INSTRUCTION: Format the entries below as a two-column CSV with the headers "instruction" and "coordinates", one row per entry holding its text and its answer. Put each value in a single quoted field with line breaks replaced by spaces, and leave the pictures out.

+++++

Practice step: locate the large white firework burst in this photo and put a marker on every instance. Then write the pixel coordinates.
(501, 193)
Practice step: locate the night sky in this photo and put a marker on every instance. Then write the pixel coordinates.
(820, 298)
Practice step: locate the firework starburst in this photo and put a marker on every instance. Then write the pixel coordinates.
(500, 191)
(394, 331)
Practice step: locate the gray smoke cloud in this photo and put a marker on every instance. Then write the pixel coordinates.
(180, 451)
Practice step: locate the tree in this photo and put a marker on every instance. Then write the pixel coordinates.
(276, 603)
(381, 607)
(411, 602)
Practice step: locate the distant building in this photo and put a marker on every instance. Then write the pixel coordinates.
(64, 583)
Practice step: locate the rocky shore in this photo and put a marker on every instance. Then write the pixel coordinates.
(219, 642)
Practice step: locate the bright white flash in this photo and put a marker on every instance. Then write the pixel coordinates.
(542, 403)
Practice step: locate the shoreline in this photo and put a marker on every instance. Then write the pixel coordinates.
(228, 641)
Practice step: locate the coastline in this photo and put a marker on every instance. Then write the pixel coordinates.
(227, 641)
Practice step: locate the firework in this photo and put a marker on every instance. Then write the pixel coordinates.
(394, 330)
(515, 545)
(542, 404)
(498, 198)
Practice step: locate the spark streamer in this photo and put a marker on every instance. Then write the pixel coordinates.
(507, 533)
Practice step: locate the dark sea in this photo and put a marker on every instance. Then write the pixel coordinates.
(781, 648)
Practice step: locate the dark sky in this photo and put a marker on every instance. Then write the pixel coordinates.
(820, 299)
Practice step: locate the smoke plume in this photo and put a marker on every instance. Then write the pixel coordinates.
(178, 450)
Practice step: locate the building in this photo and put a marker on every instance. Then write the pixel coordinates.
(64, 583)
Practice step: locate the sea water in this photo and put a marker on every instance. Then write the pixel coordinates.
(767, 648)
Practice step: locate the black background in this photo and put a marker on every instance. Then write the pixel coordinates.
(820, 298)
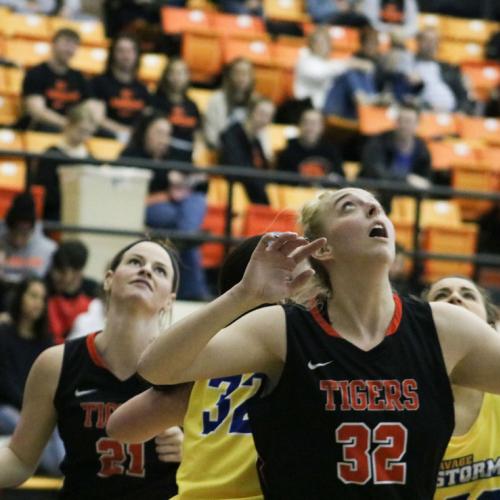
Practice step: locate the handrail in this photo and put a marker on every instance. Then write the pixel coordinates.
(236, 173)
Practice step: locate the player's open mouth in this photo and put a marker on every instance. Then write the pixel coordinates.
(378, 231)
(143, 282)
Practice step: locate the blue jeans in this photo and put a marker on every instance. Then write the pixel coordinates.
(340, 100)
(184, 215)
(54, 450)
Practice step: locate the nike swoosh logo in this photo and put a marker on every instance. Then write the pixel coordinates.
(79, 394)
(313, 366)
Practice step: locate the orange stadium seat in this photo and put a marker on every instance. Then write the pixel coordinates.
(10, 107)
(203, 55)
(104, 149)
(459, 240)
(435, 21)
(31, 26)
(176, 20)
(8, 194)
(459, 52)
(38, 142)
(433, 125)
(240, 26)
(26, 52)
(12, 168)
(11, 81)
(446, 154)
(475, 178)
(91, 31)
(201, 97)
(483, 78)
(257, 51)
(285, 10)
(375, 119)
(344, 39)
(12, 174)
(212, 254)
(285, 51)
(90, 60)
(260, 219)
(467, 30)
(270, 82)
(476, 127)
(151, 67)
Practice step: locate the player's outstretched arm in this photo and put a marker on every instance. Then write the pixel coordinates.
(471, 348)
(148, 414)
(19, 459)
(196, 348)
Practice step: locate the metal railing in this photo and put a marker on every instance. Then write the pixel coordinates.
(234, 174)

+++++

PROBLEM SOLUTION:
instruction,coordinates
"Practice step: locate the large white firework burst in this photo and put a marker on every instance. Then write the pixel coordinates.","(501, 193)"
"Practice step: locate the night sky in this photo and put a marker on every instance. Then write the pixel coordinates.","(820, 298)"
"Practice step: locate the firework starburst in this photo and put a marker on every instance. Then write the pixel coordinates.","(500, 191) (394, 331)"
"Practice step: locate the gray smoke cloud in this photo and put a marker on every instance. Then write the pixel coordinates.","(180, 451)"
"Practice step: locate the tree in this photo and put a marker on every instance. Then write the pixel coordinates.","(276, 603) (381, 607) (411, 602)"
"Practice step: locate the distant building in this photo and put a marker on every instance. Then write the pixel coordinates.","(64, 583)"
"Practice step: locate the rocky shore in this photo and put a marker on every instance. Then write the pixel coordinates.","(219, 642)"
"Practice step: locate the bright white flash in this photo and put a marker on every instance. Then write the pixel coordinates.","(542, 403)"
"Practice step: locate the shoreline in this photo and put a marker on every instance. Then write the pixel coordinates.","(228, 641)"
"Practice step: locate the coastline in this photo and put a marker on every instance. Then write the pixel coordinates.","(227, 641)"
"Practice step: locate the firework in this photo and put a marker on every instance. Then write the pixel coordinates.","(394, 330) (515, 545) (542, 404) (498, 198)"
"Practice step: locate the spark streamer in this photo and put a marker on every instance. Then write the pixel coordinates.","(507, 533)"
"Practice step: locate the dark sea in this photo and put a marker on every instance. Then write the pixel coordinates.","(781, 648)"
"Practice step: locate the dark sky in this photo and put a marker on every instance. Then write the pixel coordinates.","(820, 299)"
"Practice step: locate the smoke plume in this photo and put a marker on every instance. Then write the pixel coordinates.","(178, 450)"
"Practice step: locate the building in this photo and put a marker on every instance. Then write the pixel coordinates.","(64, 583)"
"Practice step: locate the sea water in this photo and put a marker on every instance. Then write the pixel coordinates.","(767, 648)"
"Practice step: locate the black background in this photo and put a marker on every instance. Then write the pixel coordinates.","(820, 298)"
"Practice step: locate the handrail in this photo and put a marker on every instance. Then write the pixel coordinates.","(236, 173)"
"Practice step: locate the player's open mouth in this photo and put a marker on every instance. Then write the pixel coordinates.","(378, 231) (143, 282)"
"Practice step: locate the blue jeans in this photo and put a marker on every instance. Then write the pixel coordinates.","(340, 100) (184, 215) (54, 450)"
"Practice step: locate the nike swoosh logo in this photo and put a marker on every instance. Then write the pixel coordinates.","(79, 394) (313, 366)"
"Practice step: locate the orange stadium seat in this photo and put a marker on every instance. Then write the pixel coordinates.","(10, 107) (203, 55) (104, 149) (459, 240) (435, 21) (31, 26) (176, 20) (8, 194) (459, 52) (38, 142) (433, 125) (240, 26) (26, 52) (12, 168) (11, 81) (446, 154) (475, 178) (91, 31) (201, 97) (483, 78) (257, 51) (285, 10) (375, 119) (344, 39) (12, 174) (212, 254) (285, 51) (90, 60) (260, 219) (467, 30) (270, 82) (476, 127) (151, 67)"
"Practice step: locate the player's outstretched arm in this photo and put a marker on every instance. Then write the pixel coordinates.","(471, 348) (148, 414) (19, 459) (196, 348)"
"Practice step: locate the metal railing in this photo and put a marker on every instance. Then write the pixel coordinates.","(234, 174)"